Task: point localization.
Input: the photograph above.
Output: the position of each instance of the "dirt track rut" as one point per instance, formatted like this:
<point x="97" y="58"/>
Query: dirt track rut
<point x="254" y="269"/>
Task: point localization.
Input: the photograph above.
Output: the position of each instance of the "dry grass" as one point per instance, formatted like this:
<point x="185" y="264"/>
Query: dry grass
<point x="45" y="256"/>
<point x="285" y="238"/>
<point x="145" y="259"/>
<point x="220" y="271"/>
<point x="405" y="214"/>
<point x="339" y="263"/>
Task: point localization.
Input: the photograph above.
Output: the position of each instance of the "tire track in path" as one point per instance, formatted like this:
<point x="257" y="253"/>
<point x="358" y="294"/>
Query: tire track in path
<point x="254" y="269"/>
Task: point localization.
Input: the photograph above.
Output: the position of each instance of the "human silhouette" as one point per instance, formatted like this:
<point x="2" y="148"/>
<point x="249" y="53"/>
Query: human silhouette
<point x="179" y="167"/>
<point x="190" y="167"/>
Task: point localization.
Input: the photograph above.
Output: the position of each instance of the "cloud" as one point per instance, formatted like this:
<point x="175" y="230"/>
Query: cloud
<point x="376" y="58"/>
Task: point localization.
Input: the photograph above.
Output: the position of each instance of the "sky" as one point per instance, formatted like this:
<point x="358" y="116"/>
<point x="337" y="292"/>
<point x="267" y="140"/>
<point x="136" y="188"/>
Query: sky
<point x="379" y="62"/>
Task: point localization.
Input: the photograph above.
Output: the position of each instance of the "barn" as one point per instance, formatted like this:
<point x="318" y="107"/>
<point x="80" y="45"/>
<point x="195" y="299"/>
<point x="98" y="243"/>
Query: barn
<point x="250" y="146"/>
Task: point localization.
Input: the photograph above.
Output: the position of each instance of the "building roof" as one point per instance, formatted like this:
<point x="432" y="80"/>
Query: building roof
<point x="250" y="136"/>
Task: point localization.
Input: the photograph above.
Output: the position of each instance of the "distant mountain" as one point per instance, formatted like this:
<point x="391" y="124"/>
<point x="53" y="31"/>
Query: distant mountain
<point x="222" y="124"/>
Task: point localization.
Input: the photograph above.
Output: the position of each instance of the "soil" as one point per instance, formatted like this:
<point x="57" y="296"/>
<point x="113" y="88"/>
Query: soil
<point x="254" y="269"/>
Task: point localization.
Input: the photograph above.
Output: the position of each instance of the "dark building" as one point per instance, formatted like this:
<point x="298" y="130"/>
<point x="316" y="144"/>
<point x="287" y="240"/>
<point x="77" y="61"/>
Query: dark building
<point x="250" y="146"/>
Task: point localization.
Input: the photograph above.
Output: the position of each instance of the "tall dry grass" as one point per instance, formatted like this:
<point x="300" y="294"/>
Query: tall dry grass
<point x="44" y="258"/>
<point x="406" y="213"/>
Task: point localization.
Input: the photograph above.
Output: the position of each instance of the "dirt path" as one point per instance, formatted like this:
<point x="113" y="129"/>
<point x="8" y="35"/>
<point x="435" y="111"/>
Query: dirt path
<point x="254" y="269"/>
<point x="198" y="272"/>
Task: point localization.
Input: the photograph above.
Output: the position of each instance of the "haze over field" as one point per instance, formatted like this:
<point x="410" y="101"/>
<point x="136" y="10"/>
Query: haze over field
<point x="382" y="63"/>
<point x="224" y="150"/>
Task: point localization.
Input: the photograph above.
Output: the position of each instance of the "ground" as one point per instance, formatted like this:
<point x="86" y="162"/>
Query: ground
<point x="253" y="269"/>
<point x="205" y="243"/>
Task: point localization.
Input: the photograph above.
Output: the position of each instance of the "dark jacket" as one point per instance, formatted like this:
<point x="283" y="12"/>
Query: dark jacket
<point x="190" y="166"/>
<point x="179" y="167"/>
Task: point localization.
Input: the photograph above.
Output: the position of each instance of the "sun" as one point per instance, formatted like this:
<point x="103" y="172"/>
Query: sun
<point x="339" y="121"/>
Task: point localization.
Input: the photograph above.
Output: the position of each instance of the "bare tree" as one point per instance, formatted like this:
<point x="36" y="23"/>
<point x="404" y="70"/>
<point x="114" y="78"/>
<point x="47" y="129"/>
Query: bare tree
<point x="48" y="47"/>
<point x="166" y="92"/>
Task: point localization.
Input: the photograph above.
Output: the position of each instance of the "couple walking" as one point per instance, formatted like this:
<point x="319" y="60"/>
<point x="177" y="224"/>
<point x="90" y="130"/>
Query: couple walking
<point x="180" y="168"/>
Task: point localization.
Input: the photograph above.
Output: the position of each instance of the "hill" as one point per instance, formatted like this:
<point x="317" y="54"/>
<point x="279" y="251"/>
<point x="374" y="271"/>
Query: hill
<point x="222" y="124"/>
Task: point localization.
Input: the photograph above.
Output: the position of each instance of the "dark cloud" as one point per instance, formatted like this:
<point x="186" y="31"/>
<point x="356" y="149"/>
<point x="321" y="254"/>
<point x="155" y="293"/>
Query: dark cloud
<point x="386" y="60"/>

▬▬▬

■ Problem description: Each record above, in full: retype it verbatim.

■ Task result:
Task: point localization.
Input: the photograph above.
Output: the position of each instance of the "dirt track rut" as one point per instance, formatted like this:
<point x="97" y="58"/>
Query: dirt track rut
<point x="254" y="269"/>
Task: point localization.
Input: the photograph above.
Output: the position of each instance of the "dry grass" as one point per instance, formatted like this:
<point x="185" y="264"/>
Query: dry grass
<point x="45" y="256"/>
<point x="285" y="238"/>
<point x="145" y="259"/>
<point x="220" y="271"/>
<point x="405" y="214"/>
<point x="339" y="263"/>
Task: point localization.
Input: the photograph above.
Output: the position of each instance of the "tire track in path" as one point per instance, formatted like this:
<point x="257" y="253"/>
<point x="358" y="294"/>
Query: tire track in path
<point x="254" y="269"/>
Task: point localization.
Input: the photograph above.
Output: the position of each instance of the "human silhouette" as one point per instance, formatted like this:
<point x="2" y="148"/>
<point x="249" y="53"/>
Query: human silhouette
<point x="179" y="167"/>
<point x="190" y="167"/>
Task: point localization.
Input: the photograph above.
Output: the position of each instance of the "cloud" as one point per instance, formatted like this:
<point x="175" y="230"/>
Query: cloud
<point x="376" y="58"/>
Task: point localization.
Input: the photograph above.
Output: the position of each instance of the "sky" as one point per instance, formatted like this:
<point x="358" y="116"/>
<point x="337" y="292"/>
<point x="267" y="140"/>
<point x="136" y="188"/>
Query: sky
<point x="379" y="62"/>
Task: point localization.
Input: the photograph above.
Output: the position of each instance of the "barn" as one point per instance, formatted like this:
<point x="318" y="107"/>
<point x="80" y="45"/>
<point x="195" y="299"/>
<point x="98" y="243"/>
Query: barn
<point x="250" y="146"/>
Task: point localization.
Input: the photograph above.
Output: the position of each instance of the "building roof" as one point per instance, formatted like this:
<point x="432" y="80"/>
Query: building roof
<point x="250" y="136"/>
Task: point localization.
Input: the photograph above.
Output: the position of each instance of the "distant mountain" as one point per instance, formatted like this:
<point x="391" y="124"/>
<point x="53" y="31"/>
Query: distant mountain
<point x="222" y="124"/>
Task: point localization.
Input: the photograph above.
Output: the position of each instance of the "soil" as one point per instance, formatted like this:
<point x="57" y="296"/>
<point x="113" y="88"/>
Query: soil
<point x="254" y="269"/>
Task: point localization.
Input: the photograph above.
Output: the position of each instance of the "dark building" as one point per instance, formatted like this:
<point x="298" y="130"/>
<point x="316" y="144"/>
<point x="287" y="240"/>
<point x="77" y="61"/>
Query: dark building
<point x="250" y="146"/>
Task: point localization.
Input: the photograph above.
Output: the position of each instance of the "tall dry grass" as one point per instance, formatted like this:
<point x="300" y="294"/>
Query: tall dry grass
<point x="44" y="258"/>
<point x="406" y="213"/>
Task: point localization.
Input: the photograph above.
Output: the position of each instance of the "dirt path" as one point per instance, formatted like this:
<point x="113" y="129"/>
<point x="8" y="35"/>
<point x="435" y="111"/>
Query: dirt path
<point x="254" y="269"/>
<point x="198" y="272"/>
Task: point localization.
Input: the photograph above.
Output: the position of each instance of the "haze over field" as one point per instance, formatted like this:
<point x="410" y="101"/>
<point x="136" y="10"/>
Query: haze over field
<point x="382" y="63"/>
<point x="224" y="150"/>
Task: point localization.
Input: the photograph above.
Output: the position of each instance of the "ground" as one point per instance, formatted like this:
<point x="86" y="162"/>
Query: ground
<point x="253" y="269"/>
<point x="205" y="243"/>
Task: point localization.
Input: the photograph above.
Output: the position of each instance of the "dark jacket" as one point per instance, formatted like this:
<point x="283" y="12"/>
Query: dark jacket
<point x="190" y="166"/>
<point x="179" y="167"/>
Task: point localization.
Input: the photograph above.
Output: the position of each instance of the "sun" as one point per instance, formatted like this:
<point x="103" y="172"/>
Query: sun
<point x="339" y="121"/>
Task: point localization.
Input: the photograph above.
Output: the position of each instance of the "bare tree" as one point per instance, formatted like this:
<point x="36" y="23"/>
<point x="404" y="70"/>
<point x="114" y="78"/>
<point x="47" y="129"/>
Query: bare tree
<point x="48" y="47"/>
<point x="166" y="92"/>
Task: point localization.
Input: the photograph above.
Output: the position of each instance of the "couple walking" as one point per instance, formatted like this:
<point x="319" y="60"/>
<point x="177" y="224"/>
<point x="90" y="130"/>
Query: couple walking
<point x="180" y="168"/>
Task: point localization.
Input: the photograph above.
Output: the position of each instance of the "hill" as one point per instance, formatted like this:
<point x="317" y="54"/>
<point x="279" y="251"/>
<point x="374" y="271"/>
Query: hill
<point x="222" y="124"/>
Task: point localization.
Input: the photograph above.
Output: the position of each instance of the "dark cloud" as one point per instance, formatted like this:
<point x="186" y="31"/>
<point x="356" y="149"/>
<point x="321" y="254"/>
<point x="155" y="293"/>
Query: dark cloud
<point x="386" y="60"/>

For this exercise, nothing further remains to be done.